◆ Records for the task ◆

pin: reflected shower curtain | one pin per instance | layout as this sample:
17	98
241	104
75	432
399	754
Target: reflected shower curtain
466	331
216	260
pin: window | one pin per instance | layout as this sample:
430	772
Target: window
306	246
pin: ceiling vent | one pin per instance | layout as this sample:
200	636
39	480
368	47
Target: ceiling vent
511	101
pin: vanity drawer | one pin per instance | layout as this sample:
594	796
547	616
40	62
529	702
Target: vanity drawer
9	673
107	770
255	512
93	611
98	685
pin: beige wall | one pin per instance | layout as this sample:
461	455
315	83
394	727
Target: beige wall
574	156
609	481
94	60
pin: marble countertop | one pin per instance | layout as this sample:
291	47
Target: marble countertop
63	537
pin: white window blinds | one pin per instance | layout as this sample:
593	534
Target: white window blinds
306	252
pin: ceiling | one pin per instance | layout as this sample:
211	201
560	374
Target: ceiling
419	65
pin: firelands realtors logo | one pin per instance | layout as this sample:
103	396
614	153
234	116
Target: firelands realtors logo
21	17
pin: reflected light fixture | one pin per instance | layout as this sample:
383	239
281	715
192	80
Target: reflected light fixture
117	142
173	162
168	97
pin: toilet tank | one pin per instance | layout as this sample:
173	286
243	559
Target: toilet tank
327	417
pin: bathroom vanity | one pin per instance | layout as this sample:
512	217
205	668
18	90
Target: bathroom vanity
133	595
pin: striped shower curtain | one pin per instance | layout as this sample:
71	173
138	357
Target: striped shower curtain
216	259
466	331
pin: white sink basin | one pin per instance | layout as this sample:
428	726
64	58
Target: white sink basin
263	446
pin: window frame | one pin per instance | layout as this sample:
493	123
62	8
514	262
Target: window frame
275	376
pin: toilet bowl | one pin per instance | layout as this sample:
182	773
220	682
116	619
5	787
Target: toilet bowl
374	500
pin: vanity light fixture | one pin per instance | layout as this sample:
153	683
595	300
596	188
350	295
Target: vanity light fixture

◆ Stated exercise ◆
Rewrite the records above, changing every "one pin per instance" to "a single pin for each instance" and leaving everything else as it is.

◆ Solution to the problem ◆
pin: reflected shower curtain | a single pin for each instance | layout as this sample:
17	98
241	104
75	432
399	754
Target: reflected shower curtain
466	331
216	260
pin: window | a single pin for each instance | layout as this sample:
430	772
Target: window
306	246
pin: ceiling vent | a single pin for each instance | layout as this sample:
200	636
39	480
368	47
Target: ceiling vent
511	101
pin: vanity drawer | a single pin for each instance | layout as this sample:
594	796
547	616
40	62
529	702
Target: vanity drawer
9	673
107	770
255	512
93	611
98	685
pin: beige wall | a single pin for each instance | layout as this sample:
461	455
315	83
394	727
Target: beige wall
574	156
609	481
94	60
pin: marble countertop | a single pin for each instance | layout as this sample:
291	47
Target: marble countertop
63	537
pin: white window blinds | a single pin for each instance | layout as this sample:
593	534
Target: white window blinds
306	252
pin: ceiling | a single pin for each instance | layout as this sample:
211	201
560	374
Target: ceiling
419	65
pin: firelands realtors logo | a single pin for each instance | layout as this sample:
103	396
614	153
234	116
Target: firelands realtors logo
21	17
pin: reflected light fixture | a single pin for each instance | layout as this sample:
383	239
281	715
192	80
Target: reflected light fixture
117	142
173	162
168	97
pin: toilet tank | a single pin for each instance | layout as this sample:
173	286
243	559
Target: toilet tank
327	417
pin: bathroom vanity | a single pin for each instance | layout as this sample:
512	217
205	668
18	90
Target: bathroom vanity
133	595
pin: striped shower curtain | a single pin for each instance | layout as this sample:
71	173
138	357
Target: striped shower curtain
216	259
466	331
pin: white sink basin | a single pin for each instance | layout as this sample:
428	726
64	58
Target: white sink basin
263	446
pin: window frame | a single pin for each instance | layout as this sample:
493	123
62	8
514	262
Target: window frame
275	376
pin: toilet bowl | a single pin for each instance | layout as this sample:
182	773
220	682
116	619
5	787
Target: toilet bowl
374	500
pin: vanity light fixture | a single pin for each instance | layout as this sample:
153	683
595	300
596	188
350	295
Target: vanity light fixture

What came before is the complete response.